───── Excerpt

Well no, for next up he (probably) straps himself to the torture rack for “The Good Thing”, another interior monologue about a performing artist who cannot get enough approval for his nightly onstage soul-baring: his audience must be changed forever, must live the work as he has lived it. Very nice but finishes nine lines too late.
“Cows” is pretty much a waste of space. Unlike “Life Skills”, which is one more listwerk that manages to be both deeply cynical and deeply caring at the same time. Is he caring despite himself or is Sarkies really quite a nice guy? Hard to tell at this point and the next story, “Star of the Show”, adds nothing to our knowledge of the man and is fluff compared to the best on offer here.
The stories thus far had kept me well entertained on first reading and even enlightened at least 50% of the time. The weaker ones grew more tired second time through while the stronger increased in power. Like the rest of the world, this collection was suffering a divide between rich and poor that was becoming more and more evident. Sarkies’ self-imposed editing skills needed polishing, his theatrical leanings were getting in the way of the author-for-the-page who made such good reading. I wanted to pick him up and shake him. Gently, of course; the brain is a fragile organ.
Then I fell upon the penultimate, and by far the longest, story in the book.

──────────
───── Recorded information

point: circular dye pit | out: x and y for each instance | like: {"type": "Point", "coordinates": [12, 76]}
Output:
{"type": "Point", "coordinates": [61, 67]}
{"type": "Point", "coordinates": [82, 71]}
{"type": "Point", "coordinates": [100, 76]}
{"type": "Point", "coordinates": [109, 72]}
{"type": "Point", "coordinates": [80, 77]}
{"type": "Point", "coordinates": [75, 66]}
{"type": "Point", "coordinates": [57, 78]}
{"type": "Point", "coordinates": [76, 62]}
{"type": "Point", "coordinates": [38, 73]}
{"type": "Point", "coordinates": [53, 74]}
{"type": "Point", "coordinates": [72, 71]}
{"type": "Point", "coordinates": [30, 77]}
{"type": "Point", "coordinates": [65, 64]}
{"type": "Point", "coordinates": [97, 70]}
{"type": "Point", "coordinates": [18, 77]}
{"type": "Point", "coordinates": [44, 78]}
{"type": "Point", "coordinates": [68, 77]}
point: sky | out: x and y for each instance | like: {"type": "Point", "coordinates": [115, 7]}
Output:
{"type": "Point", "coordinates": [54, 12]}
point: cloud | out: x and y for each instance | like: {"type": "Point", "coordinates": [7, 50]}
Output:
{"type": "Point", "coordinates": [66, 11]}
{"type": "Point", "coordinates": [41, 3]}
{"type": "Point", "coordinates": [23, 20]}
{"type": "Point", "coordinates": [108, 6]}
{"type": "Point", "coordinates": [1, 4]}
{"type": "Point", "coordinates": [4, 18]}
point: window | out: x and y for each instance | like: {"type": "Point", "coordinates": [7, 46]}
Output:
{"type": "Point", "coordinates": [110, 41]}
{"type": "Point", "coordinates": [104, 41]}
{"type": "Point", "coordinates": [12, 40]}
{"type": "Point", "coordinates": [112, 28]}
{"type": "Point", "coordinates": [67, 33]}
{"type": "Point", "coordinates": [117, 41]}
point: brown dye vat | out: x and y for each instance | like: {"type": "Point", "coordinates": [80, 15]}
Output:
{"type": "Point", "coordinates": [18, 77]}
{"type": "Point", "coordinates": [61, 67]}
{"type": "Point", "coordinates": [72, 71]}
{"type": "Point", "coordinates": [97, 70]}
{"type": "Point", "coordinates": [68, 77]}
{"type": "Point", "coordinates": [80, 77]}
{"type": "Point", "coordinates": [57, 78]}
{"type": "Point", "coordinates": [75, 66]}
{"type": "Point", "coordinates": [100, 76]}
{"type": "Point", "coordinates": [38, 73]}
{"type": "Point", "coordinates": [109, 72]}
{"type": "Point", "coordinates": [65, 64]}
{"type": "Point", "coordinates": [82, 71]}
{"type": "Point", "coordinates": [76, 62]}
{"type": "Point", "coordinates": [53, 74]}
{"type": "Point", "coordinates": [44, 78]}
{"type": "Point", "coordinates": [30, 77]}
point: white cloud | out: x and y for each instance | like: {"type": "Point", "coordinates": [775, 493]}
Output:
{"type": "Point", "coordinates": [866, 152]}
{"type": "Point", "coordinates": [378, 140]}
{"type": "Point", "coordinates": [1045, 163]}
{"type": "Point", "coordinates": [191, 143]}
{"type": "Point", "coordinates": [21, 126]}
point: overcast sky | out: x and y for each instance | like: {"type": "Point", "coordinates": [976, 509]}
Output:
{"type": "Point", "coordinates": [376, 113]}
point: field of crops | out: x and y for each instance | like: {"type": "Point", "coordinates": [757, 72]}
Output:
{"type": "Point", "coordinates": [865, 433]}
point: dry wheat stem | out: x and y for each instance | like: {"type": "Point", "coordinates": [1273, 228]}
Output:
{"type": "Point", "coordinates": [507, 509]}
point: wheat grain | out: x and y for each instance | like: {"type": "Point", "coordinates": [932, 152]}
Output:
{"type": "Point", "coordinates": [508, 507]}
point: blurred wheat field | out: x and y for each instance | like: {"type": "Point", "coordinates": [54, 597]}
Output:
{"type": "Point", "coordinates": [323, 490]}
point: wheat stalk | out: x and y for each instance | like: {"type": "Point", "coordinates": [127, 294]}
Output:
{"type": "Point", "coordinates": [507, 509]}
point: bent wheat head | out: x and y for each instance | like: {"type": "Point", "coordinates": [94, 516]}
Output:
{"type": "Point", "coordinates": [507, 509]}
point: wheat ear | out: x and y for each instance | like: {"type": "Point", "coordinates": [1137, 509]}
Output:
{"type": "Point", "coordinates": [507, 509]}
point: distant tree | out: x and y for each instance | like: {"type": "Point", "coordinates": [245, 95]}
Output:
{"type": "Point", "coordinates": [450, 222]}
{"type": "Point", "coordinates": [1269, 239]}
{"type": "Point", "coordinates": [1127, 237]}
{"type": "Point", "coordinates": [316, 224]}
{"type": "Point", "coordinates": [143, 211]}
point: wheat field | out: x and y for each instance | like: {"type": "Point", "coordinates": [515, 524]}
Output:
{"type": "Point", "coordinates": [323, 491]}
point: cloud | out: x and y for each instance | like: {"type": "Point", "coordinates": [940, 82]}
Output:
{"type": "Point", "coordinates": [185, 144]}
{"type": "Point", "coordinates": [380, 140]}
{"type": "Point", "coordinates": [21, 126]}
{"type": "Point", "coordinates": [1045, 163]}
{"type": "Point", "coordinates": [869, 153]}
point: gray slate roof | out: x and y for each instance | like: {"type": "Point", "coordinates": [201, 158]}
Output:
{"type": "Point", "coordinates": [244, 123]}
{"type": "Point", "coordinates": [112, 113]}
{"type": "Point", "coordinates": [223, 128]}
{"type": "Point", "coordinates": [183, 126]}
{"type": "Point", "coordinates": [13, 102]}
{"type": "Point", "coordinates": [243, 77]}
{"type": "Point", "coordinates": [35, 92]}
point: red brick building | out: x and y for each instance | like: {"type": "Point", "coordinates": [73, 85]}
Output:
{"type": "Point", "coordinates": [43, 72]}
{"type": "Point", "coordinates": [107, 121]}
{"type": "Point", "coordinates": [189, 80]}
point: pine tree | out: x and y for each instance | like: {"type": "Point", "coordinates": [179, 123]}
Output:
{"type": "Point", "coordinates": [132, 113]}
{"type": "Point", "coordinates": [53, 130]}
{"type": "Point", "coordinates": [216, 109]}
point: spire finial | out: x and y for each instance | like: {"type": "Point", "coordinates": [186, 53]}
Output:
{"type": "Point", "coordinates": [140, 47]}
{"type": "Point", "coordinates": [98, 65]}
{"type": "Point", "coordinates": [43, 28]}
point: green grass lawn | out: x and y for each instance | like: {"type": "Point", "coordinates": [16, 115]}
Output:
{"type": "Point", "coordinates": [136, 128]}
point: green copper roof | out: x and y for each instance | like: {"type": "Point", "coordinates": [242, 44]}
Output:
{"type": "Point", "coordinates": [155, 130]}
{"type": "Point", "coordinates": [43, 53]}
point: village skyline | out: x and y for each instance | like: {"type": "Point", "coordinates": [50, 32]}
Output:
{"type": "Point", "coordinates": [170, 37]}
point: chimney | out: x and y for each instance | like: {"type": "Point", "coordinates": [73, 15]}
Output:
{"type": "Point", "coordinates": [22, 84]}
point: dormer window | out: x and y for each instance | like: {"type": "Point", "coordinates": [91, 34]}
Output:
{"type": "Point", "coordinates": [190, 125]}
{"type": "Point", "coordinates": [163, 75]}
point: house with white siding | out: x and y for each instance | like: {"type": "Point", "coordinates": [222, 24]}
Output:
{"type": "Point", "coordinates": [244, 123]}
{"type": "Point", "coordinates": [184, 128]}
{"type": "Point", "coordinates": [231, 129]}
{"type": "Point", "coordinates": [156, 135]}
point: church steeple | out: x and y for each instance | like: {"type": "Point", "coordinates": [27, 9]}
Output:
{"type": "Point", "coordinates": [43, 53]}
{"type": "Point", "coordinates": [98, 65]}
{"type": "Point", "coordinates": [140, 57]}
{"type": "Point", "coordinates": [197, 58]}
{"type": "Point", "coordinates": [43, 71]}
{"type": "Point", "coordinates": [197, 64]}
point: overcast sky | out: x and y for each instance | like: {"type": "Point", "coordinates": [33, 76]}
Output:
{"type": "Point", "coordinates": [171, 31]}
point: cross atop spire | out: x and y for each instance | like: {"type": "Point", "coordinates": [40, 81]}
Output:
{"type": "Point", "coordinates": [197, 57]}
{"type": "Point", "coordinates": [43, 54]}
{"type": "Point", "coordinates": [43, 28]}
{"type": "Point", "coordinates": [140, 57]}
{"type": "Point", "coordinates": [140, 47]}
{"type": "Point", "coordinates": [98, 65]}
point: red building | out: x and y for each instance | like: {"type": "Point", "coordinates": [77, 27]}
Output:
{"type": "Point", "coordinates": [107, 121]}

──────────

> [Work instruction 1]:
In the review, which story is described as "pretty much a waste of space"?
> [Work instruction 2]:
Translate into French this sentence from the review: "The weaker ones grew more tired second time through while the stronger increased in power."
> [Work instruction 3]:
Reproduce the passage of the review between "Well no, for" and "on offer here.", inclusive.

> [Answer 1]:
"Cows"

> [Answer 2]:
Les plus faibles se sont davantage essoufflées à la deuxième lecture, tandis que les plus fortes ont gagné en puissance.

> [Answer 3]:
Well no, for next up he (probably) straps himself to the torture rack for “The Good Thing”, another interior monologue about a performing artist who cannot get enough approval for his nightly onstage soul-baring: his audience must be changed forever, must live the work as he has lived it. Very nice but finishes nine lines too late.
“Cows” is pretty much a waste of space. Unlike “Life Skills”, which is one more listwerk that manages to be both deeply cynical and deeply caring at the same time. Is he caring despite himself or is Sarkies really quite a nice guy? Hard to tell at this point and the next story, “Star of the Show”, adds nothing to our knowledge of the man and is fluff compared to the best on offer here.